- _EXERCISE DIRECTIONS_
Convert the listing, from its first line up to and including the line with "[(507, 203)]", into a numbered list without blank lines. Leave the pictures out of your answer.

- _PROVIDED RECORDS_
================================
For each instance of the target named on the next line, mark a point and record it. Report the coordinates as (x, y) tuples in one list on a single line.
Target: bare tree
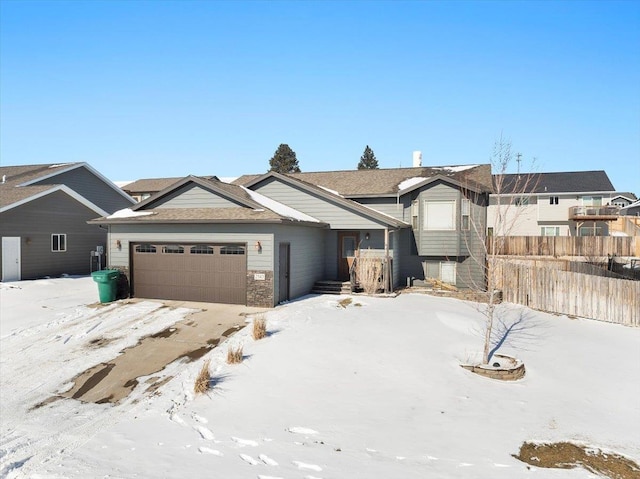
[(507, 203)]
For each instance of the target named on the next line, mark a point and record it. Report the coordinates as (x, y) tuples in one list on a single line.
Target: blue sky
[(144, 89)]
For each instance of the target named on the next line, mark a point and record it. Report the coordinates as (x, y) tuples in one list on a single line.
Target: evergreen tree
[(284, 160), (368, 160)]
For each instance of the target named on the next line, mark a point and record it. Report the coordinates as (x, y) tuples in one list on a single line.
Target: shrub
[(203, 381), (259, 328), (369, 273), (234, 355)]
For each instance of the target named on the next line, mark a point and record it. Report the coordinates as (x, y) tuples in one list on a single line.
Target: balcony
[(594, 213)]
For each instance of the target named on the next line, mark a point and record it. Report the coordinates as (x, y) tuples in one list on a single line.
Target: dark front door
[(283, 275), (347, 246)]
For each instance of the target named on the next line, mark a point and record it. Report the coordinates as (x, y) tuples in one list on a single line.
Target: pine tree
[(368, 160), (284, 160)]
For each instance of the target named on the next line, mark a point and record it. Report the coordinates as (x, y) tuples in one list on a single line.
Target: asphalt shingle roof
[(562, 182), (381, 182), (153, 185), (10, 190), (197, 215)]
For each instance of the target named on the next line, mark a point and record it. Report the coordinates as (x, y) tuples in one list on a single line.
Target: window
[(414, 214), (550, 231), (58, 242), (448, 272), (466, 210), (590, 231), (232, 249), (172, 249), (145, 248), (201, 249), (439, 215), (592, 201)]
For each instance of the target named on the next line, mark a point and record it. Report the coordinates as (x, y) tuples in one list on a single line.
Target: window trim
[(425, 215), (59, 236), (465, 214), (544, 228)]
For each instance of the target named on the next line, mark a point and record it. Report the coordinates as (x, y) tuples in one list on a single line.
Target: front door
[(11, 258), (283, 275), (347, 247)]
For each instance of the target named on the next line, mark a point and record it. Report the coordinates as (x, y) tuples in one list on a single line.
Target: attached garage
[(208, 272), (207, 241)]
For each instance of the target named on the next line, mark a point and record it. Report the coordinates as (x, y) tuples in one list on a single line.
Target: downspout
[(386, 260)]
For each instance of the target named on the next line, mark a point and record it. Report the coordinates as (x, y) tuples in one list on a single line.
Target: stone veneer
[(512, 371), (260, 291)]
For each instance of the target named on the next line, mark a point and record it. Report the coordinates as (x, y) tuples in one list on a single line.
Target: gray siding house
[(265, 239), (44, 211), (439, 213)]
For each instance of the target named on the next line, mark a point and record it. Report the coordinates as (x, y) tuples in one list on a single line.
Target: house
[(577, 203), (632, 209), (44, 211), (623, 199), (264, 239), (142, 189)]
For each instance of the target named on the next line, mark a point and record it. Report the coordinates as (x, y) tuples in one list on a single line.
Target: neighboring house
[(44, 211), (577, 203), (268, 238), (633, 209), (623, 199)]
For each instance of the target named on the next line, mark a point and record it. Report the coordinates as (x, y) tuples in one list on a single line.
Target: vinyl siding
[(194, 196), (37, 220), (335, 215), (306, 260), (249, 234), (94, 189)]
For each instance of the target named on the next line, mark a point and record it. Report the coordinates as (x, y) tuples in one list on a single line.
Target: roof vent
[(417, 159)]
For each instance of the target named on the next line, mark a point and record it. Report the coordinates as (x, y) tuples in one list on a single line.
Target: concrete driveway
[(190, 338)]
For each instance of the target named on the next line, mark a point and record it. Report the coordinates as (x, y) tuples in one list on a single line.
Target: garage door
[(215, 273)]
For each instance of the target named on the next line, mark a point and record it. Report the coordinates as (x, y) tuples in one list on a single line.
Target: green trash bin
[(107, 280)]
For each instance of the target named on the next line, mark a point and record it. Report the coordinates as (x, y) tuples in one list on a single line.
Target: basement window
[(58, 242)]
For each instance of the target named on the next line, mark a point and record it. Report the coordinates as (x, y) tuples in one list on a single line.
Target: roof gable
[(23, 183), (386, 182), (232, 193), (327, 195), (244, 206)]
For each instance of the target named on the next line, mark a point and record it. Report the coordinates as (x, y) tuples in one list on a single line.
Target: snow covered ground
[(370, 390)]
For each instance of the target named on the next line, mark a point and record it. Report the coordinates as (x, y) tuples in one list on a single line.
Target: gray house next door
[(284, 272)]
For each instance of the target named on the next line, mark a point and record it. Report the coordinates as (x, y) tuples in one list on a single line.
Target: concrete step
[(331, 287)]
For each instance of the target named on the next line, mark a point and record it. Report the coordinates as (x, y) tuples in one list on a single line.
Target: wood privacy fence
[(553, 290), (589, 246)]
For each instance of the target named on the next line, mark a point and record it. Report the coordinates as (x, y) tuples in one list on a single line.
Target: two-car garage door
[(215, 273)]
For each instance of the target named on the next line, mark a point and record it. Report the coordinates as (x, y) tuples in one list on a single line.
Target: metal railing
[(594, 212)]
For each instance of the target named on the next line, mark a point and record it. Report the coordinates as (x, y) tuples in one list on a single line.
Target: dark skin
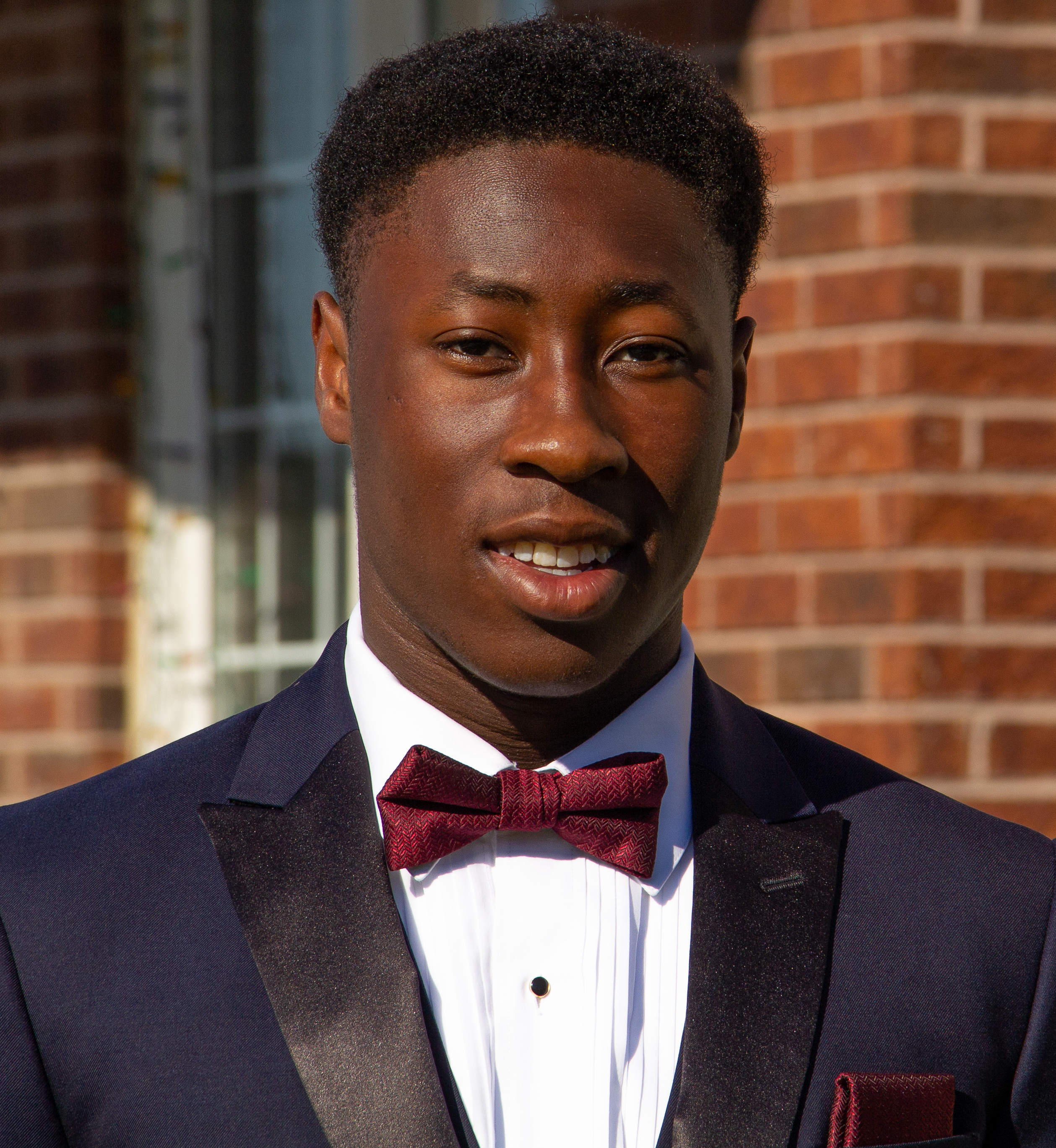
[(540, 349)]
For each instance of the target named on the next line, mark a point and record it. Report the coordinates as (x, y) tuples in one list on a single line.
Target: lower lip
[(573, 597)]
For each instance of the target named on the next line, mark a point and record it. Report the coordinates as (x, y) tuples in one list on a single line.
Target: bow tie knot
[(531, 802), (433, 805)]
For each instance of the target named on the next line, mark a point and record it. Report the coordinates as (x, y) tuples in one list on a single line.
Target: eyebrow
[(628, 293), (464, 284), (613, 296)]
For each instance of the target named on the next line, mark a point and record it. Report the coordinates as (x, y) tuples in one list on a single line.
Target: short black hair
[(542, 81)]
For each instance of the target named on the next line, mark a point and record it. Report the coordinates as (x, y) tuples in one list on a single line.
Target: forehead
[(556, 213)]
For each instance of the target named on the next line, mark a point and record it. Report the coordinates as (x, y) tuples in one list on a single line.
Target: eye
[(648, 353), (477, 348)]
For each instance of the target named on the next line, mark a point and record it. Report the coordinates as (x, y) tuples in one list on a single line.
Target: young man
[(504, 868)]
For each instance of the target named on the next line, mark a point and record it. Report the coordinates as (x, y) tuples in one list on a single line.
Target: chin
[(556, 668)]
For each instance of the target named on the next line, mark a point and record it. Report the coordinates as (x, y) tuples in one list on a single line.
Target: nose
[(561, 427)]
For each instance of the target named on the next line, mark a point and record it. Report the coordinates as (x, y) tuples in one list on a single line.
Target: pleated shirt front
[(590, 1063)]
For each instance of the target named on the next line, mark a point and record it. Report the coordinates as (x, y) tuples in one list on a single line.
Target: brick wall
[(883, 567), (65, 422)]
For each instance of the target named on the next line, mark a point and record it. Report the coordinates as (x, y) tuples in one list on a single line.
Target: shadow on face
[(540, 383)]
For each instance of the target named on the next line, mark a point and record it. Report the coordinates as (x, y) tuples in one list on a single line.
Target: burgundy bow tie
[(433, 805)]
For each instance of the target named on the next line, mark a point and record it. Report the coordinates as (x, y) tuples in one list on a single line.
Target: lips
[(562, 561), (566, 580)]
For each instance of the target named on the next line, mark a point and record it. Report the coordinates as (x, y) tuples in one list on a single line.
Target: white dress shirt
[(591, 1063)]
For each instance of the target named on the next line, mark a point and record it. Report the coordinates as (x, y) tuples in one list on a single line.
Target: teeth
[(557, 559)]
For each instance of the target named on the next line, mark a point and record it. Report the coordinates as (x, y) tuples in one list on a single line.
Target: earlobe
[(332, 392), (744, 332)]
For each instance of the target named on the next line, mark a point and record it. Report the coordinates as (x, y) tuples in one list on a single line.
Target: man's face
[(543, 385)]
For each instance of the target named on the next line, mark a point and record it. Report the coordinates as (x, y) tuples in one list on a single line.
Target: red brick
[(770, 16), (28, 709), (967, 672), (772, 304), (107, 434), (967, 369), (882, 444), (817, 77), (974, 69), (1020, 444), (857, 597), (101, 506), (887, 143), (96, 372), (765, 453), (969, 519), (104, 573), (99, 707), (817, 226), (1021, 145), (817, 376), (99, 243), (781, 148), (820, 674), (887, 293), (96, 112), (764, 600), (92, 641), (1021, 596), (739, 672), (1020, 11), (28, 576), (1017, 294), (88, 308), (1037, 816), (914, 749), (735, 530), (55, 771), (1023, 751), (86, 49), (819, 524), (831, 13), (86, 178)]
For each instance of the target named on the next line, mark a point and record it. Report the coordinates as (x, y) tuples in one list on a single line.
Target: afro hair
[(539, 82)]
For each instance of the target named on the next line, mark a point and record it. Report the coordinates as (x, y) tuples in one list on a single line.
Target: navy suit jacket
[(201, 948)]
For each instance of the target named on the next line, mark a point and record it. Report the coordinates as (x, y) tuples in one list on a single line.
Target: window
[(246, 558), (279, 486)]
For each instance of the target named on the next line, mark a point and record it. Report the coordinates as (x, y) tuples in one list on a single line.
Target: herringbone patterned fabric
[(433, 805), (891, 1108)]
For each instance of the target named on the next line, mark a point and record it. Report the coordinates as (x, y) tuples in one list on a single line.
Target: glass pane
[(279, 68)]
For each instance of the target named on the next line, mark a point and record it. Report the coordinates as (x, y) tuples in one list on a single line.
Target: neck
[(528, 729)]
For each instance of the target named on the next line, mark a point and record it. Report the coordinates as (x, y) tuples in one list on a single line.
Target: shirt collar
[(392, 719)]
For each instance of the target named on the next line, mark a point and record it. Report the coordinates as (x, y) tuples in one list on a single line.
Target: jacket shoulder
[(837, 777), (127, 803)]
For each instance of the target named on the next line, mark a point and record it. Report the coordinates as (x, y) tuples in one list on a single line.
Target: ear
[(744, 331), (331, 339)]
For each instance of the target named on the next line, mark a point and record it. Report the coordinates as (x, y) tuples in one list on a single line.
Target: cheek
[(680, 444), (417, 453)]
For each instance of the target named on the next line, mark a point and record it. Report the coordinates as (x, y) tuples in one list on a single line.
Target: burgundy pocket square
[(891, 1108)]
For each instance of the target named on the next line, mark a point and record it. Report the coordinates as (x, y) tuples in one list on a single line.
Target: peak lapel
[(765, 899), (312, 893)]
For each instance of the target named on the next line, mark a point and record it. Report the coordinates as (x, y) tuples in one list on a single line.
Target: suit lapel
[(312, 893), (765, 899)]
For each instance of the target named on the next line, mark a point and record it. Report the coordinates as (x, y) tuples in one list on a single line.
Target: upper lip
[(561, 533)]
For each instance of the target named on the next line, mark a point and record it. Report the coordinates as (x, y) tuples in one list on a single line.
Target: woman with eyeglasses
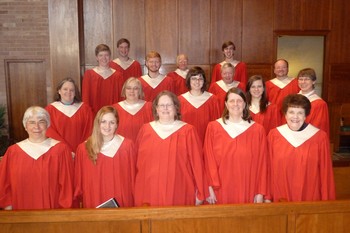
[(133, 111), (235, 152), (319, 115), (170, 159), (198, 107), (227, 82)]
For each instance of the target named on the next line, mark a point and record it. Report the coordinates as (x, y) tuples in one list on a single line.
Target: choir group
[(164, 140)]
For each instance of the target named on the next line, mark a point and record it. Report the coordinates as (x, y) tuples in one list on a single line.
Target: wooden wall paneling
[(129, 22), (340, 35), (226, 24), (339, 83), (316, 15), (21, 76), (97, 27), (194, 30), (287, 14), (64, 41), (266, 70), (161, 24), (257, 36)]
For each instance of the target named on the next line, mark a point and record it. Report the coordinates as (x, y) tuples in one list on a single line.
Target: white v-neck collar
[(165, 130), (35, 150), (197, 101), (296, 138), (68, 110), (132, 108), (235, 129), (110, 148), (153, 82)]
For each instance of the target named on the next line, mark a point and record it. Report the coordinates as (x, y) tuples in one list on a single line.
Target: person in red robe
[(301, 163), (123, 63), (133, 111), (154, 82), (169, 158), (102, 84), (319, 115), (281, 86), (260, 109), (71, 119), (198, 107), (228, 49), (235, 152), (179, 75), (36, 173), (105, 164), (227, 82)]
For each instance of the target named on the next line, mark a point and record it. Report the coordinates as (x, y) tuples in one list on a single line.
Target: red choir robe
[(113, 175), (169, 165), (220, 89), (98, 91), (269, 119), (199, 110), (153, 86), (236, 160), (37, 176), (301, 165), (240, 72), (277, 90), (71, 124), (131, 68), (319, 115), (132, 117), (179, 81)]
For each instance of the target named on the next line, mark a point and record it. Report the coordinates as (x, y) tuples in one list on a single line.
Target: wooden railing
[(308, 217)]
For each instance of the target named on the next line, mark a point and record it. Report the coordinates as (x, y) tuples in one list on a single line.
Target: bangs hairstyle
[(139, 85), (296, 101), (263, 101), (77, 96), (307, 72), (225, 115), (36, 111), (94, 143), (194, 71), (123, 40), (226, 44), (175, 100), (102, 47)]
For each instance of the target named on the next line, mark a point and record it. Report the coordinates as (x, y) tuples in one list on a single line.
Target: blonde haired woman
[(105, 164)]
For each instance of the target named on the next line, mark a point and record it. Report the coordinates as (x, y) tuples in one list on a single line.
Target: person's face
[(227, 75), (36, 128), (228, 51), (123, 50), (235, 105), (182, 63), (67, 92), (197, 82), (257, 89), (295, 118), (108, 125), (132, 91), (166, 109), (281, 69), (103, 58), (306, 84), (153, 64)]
================================
- _SOLUTION FOR THIS EXERCISE_
1. For each instance of the target named on the next line, mark a point and record it. Report the coordinates as (x, y) tuples in one list on a single line.
2. Target: bare tree
3. [(507, 203)]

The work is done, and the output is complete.